- **EXERCISE BRIEF**
Would you please return all of the entries below exactly as shown?

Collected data
▼
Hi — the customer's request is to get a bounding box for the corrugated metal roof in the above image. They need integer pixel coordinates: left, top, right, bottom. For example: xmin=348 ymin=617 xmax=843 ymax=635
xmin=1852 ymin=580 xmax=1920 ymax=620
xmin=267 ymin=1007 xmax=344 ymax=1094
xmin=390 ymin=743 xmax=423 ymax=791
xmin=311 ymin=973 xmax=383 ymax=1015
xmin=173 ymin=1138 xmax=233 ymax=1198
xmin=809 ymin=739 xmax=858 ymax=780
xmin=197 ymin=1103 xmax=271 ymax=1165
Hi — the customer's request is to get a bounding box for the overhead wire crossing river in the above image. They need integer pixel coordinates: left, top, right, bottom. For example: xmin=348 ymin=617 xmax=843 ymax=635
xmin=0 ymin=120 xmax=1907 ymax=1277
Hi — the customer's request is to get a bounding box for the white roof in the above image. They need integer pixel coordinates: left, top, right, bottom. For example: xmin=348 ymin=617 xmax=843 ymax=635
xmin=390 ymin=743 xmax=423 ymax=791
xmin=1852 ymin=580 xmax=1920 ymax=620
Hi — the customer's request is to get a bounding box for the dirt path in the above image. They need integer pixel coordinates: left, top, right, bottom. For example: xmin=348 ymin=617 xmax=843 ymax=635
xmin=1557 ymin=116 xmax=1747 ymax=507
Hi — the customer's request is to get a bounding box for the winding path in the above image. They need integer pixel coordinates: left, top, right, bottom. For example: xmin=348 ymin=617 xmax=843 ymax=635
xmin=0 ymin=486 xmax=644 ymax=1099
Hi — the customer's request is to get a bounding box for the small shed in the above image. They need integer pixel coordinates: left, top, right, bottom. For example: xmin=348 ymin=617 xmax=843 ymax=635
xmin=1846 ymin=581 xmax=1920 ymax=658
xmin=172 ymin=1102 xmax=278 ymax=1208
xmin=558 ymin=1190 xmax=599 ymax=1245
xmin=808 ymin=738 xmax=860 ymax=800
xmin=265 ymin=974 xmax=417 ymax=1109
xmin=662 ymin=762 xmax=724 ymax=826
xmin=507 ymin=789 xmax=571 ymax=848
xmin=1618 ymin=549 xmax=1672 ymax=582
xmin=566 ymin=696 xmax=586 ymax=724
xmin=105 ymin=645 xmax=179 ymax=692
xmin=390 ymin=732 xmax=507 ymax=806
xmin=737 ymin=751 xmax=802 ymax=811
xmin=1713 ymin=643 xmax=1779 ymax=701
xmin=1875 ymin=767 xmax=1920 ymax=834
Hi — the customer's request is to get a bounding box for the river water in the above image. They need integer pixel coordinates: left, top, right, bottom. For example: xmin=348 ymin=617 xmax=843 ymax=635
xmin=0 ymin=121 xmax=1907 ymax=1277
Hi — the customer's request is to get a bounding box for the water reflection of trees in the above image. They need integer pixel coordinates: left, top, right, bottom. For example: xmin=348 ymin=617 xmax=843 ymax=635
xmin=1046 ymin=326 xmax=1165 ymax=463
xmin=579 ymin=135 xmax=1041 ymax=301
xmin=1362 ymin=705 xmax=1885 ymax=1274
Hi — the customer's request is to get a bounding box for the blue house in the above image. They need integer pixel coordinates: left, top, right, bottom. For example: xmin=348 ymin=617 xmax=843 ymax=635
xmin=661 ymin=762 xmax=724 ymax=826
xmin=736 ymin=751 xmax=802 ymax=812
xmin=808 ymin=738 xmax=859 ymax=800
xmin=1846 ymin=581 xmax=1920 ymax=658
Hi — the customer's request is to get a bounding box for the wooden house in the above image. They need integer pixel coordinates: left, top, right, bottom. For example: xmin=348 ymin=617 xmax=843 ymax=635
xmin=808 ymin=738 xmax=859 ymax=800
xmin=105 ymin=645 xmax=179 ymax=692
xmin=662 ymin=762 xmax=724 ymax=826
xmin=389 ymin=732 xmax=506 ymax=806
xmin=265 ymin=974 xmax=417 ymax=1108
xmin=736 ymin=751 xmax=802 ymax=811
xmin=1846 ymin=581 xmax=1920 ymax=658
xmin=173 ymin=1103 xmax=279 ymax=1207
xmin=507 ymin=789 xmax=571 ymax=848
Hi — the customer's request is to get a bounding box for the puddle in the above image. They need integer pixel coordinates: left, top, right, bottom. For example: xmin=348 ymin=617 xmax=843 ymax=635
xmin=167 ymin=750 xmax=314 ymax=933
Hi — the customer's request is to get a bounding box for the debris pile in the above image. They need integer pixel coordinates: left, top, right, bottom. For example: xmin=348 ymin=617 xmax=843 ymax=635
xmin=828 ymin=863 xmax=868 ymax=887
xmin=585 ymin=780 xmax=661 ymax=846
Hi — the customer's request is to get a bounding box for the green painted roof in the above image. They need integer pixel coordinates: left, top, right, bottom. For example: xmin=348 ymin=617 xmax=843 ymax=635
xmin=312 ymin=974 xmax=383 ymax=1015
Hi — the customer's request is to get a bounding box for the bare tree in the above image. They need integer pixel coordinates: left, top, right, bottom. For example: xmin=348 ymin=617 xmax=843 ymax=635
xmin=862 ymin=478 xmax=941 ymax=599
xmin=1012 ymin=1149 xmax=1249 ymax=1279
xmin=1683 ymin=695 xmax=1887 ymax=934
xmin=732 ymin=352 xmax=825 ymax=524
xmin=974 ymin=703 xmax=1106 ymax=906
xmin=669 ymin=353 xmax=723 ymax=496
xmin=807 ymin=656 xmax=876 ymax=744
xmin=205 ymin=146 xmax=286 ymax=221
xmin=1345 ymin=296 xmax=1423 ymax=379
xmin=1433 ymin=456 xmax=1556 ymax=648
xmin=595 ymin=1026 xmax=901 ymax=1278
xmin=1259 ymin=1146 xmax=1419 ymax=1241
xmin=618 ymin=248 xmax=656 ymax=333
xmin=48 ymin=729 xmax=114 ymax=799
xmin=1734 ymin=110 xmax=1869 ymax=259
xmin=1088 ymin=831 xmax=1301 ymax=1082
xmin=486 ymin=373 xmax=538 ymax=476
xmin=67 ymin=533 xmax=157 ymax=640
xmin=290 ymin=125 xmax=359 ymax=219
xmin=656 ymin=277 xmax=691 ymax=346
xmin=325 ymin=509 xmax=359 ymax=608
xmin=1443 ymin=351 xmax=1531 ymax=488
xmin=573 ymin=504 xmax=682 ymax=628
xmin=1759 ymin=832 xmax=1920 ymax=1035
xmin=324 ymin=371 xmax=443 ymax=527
▲
- **FINISHED EXERCISE**
Hi — the customer's request is to get a bounding box for the corrugated metal roof in the above image. They need integer pixel coordinates: left, top, right, bottom. For example: xmin=348 ymin=617 xmax=843 ymax=635
xmin=1852 ymin=580 xmax=1920 ymax=620
xmin=267 ymin=1007 xmax=344 ymax=1094
xmin=390 ymin=743 xmax=423 ymax=791
xmin=311 ymin=973 xmax=383 ymax=1015
xmin=173 ymin=1138 xmax=233 ymax=1198
xmin=809 ymin=739 xmax=858 ymax=780
xmin=197 ymin=1103 xmax=271 ymax=1165
Hi — the customer's request is to get a bounding box for the overhead wire crossing river in the above image. They need integer pixel coordinates: left, top, right, bottom. For example: xmin=348 ymin=617 xmax=843 ymax=635
xmin=0 ymin=120 xmax=1907 ymax=1277
Hi — the customer's request is to get a bounding box for the white roof in the above image. They need integer pixel coordinates: left, top, right, bottom. For example: xmin=348 ymin=617 xmax=843 ymax=635
xmin=390 ymin=743 xmax=423 ymax=791
xmin=1852 ymin=580 xmax=1920 ymax=620
Hi — the customer's request is to get a bounding box for the dirt path in the above image. They need integer pixel coordinates: left, top, right, bottom. For example: xmin=348 ymin=617 xmax=843 ymax=635
xmin=1557 ymin=116 xmax=1747 ymax=507
Hi — the customer's request is to get a bounding box for the winding path in the above image. They need integer pixel coordinates: left, top, right, bottom. For example: xmin=348 ymin=617 xmax=843 ymax=635
xmin=0 ymin=486 xmax=644 ymax=1099
Hi — the customer's request is to get a bounding box for the small shed in the above image. They need integer pixel coordinates: left, top, right, bottom. For example: xmin=348 ymin=617 xmax=843 ymax=635
xmin=1846 ymin=581 xmax=1920 ymax=658
xmin=172 ymin=1102 xmax=278 ymax=1208
xmin=558 ymin=1190 xmax=599 ymax=1245
xmin=808 ymin=738 xmax=860 ymax=800
xmin=265 ymin=974 xmax=417 ymax=1109
xmin=662 ymin=762 xmax=724 ymax=826
xmin=507 ymin=789 xmax=571 ymax=848
xmin=1618 ymin=549 xmax=1672 ymax=582
xmin=566 ymin=696 xmax=586 ymax=724
xmin=105 ymin=645 xmax=179 ymax=692
xmin=390 ymin=732 xmax=507 ymax=806
xmin=737 ymin=751 xmax=802 ymax=811
xmin=1713 ymin=643 xmax=1779 ymax=701
xmin=1875 ymin=767 xmax=1920 ymax=834
Hi — the customer's request is to get a bounding box for the river water in the above image. They need integer pixel coordinates: left, top, right, bottom. For example: xmin=348 ymin=617 xmax=843 ymax=635
xmin=0 ymin=121 xmax=1907 ymax=1277
Hi — the customer's request is to get a bounding box for the water reflection of trees in the above image. They need integer pixel coordinates: left, top, right, bottom. For example: xmin=348 ymin=617 xmax=843 ymax=635
xmin=1046 ymin=326 xmax=1165 ymax=463
xmin=579 ymin=135 xmax=1041 ymax=301
xmin=1362 ymin=705 xmax=1885 ymax=1274
Hi — the customer's request is to get a bounding box for the blue house in the above image. They need integer pixel coordinates: left, top, right, bottom. For example: xmin=348 ymin=617 xmax=843 ymax=635
xmin=661 ymin=762 xmax=724 ymax=826
xmin=736 ymin=751 xmax=802 ymax=812
xmin=808 ymin=738 xmax=859 ymax=800
xmin=1846 ymin=581 xmax=1920 ymax=658
Hi — the customer's request is to get a bounding box for the wooden house in the above image. They need integer pixel coordinates: left, top, right, bottom. For example: xmin=348 ymin=617 xmax=843 ymax=635
xmin=808 ymin=738 xmax=859 ymax=800
xmin=105 ymin=645 xmax=179 ymax=692
xmin=662 ymin=762 xmax=724 ymax=826
xmin=389 ymin=732 xmax=506 ymax=806
xmin=265 ymin=974 xmax=417 ymax=1108
xmin=736 ymin=751 xmax=802 ymax=811
xmin=1846 ymin=581 xmax=1920 ymax=658
xmin=173 ymin=1103 xmax=279 ymax=1207
xmin=507 ymin=789 xmax=571 ymax=848
Hi — the customer's request is to get a bounding box for the puddle in the above image. They need integer pixel coordinates: left, top, right, bottom. For example: xmin=348 ymin=617 xmax=843 ymax=635
xmin=167 ymin=750 xmax=314 ymax=933
Hi — the customer's request is to get a bounding box for the debris pile in the above image. They need integer pixel coordinates: left, top, right, bottom. For example: xmin=348 ymin=617 xmax=843 ymax=635
xmin=828 ymin=863 xmax=868 ymax=887
xmin=585 ymin=780 xmax=661 ymax=846
Hi — the customer's request is to get a bounding box for the green painted roof in the above image. They need integer pixel coordinates: left, top, right, bottom. For example: xmin=348 ymin=617 xmax=843 ymax=635
xmin=312 ymin=974 xmax=383 ymax=1015
Hi — the customer's request is to get a bounding box for the bare tree in the above image. They need integer pixel coordinates: left, top, right, bottom. For example: xmin=348 ymin=617 xmax=843 ymax=635
xmin=862 ymin=478 xmax=941 ymax=599
xmin=1012 ymin=1149 xmax=1249 ymax=1279
xmin=1683 ymin=695 xmax=1887 ymax=934
xmin=732 ymin=352 xmax=825 ymax=524
xmin=974 ymin=703 xmax=1106 ymax=906
xmin=669 ymin=353 xmax=723 ymax=496
xmin=807 ymin=656 xmax=876 ymax=744
xmin=205 ymin=146 xmax=286 ymax=221
xmin=1345 ymin=296 xmax=1423 ymax=379
xmin=1433 ymin=456 xmax=1556 ymax=648
xmin=595 ymin=1026 xmax=901 ymax=1278
xmin=1259 ymin=1146 xmax=1419 ymax=1241
xmin=618 ymin=248 xmax=656 ymax=333
xmin=48 ymin=729 xmax=114 ymax=799
xmin=1734 ymin=110 xmax=1869 ymax=259
xmin=1088 ymin=831 xmax=1301 ymax=1082
xmin=486 ymin=373 xmax=538 ymax=476
xmin=67 ymin=533 xmax=157 ymax=640
xmin=290 ymin=125 xmax=359 ymax=219
xmin=656 ymin=277 xmax=691 ymax=346
xmin=325 ymin=509 xmax=359 ymax=608
xmin=1443 ymin=351 xmax=1531 ymax=488
xmin=573 ymin=504 xmax=682 ymax=628
xmin=1759 ymin=832 xmax=1920 ymax=1035
xmin=324 ymin=371 xmax=443 ymax=527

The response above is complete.